◆ Questions on the material
A) From the passage on the Newville Historic District, list the features that roughly border the district.
B) According to the passage on the Newville Historic District, what is the oldest residential building in the district?
C) Continue the passage on the Newville Historic District from its last sentence.

◆ Extract provided

++++++++++

Historic district in Pennsylvania, United States

The Newville Historic District is a national historic district which is located in Newville, Cumberland County, Pennsylvania. The district is bordered roughly by Cove Alley, Big Spring Creek, the right-of-way for the Cumberland Valley Railroad, and Washington Street, and encompasses 414 contributing buildings, one contributing site, and two contributing objects in the central business district and surrounding residential areas of Newville.

==History==
Most of the contributing buildings in this historic district are residential, spanning construction dates from 1790 to 1950. The oldest residential building is a log residence. Contributing non-residential buildings include the Big Spring Presbyterian Church (1790) and five additional churches, two governmental buildings, nine commercial buildings, three social buildings, one educational building, and one industrial building. The contributing objects are a fountain (1899) and a Veterans of Foreign Wars memorial monument (1940). The contributing site is Big Spring Presbyterian Cemetery (c. 1777).

++++++++++

◆ Material shown
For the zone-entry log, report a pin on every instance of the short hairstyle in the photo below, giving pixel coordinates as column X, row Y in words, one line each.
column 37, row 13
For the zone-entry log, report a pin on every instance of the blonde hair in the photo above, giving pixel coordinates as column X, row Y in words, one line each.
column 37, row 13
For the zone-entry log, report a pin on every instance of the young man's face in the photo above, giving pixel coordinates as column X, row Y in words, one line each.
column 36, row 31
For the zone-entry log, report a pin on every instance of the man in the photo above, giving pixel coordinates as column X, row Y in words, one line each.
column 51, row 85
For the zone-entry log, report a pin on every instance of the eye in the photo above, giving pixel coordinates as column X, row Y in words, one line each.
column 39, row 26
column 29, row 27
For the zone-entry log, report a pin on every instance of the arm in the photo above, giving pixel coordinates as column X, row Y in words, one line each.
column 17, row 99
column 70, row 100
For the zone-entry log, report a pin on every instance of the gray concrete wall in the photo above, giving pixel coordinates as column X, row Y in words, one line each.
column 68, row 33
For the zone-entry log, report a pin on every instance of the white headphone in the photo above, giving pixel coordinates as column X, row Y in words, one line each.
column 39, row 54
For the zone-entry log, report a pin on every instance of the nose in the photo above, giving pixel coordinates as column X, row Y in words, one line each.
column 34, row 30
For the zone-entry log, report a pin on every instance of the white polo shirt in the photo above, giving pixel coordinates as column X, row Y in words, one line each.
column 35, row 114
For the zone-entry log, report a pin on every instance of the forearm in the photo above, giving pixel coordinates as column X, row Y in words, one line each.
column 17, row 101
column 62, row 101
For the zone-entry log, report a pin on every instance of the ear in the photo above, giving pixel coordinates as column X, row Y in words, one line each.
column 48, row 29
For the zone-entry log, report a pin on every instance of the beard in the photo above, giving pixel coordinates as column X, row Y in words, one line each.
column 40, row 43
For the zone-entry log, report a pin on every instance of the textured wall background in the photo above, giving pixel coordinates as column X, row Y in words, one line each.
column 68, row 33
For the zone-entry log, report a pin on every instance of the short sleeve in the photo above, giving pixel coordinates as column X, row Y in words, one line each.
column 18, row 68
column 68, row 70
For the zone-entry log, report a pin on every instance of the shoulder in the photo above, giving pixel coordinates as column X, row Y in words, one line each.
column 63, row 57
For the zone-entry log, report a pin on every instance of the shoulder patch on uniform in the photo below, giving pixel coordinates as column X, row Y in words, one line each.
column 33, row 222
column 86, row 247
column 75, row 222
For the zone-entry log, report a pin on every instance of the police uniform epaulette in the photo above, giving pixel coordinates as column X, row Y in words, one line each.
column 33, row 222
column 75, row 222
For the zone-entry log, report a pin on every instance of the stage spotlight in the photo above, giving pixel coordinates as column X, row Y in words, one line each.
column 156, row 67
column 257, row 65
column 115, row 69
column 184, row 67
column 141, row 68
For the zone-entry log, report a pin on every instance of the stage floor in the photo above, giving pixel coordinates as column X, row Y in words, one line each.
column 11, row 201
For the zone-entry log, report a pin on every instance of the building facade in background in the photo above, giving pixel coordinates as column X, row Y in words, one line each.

++++++++++

◆ Task-by-task outputs
A) Cove Alley, Big Spring Creek, the right-of-way for the Cumberland Valley Railroad, and Washington Street

B) A log residence.

C)
===Placement of this district on the National Register of Historic Places===
The community's application to place the Newville Historic District on the National Register of Historic Places was reviewed by the Historic Preservation Board of the Pennsylvania Historical and Museum Commission at its meeting on October 6, 2009, along with applications for: the Hamburg Historic District in Hamburg, Pennsylvania, the Hamnett Historic District in Wilkinsburg, Pennsylvania, the Pennsylvania State Office Building and the Philadelphia Quartermaster Depot in Philadelphia, the Experimental and Safety Research Coal Mines in Allegheny County's South Park Township, and the Cheney Farm, Hopewell Farm, and Chandler Mill Road Bridge in Chester County.

This district was then officially added to the National Register of Historic Places in 2010.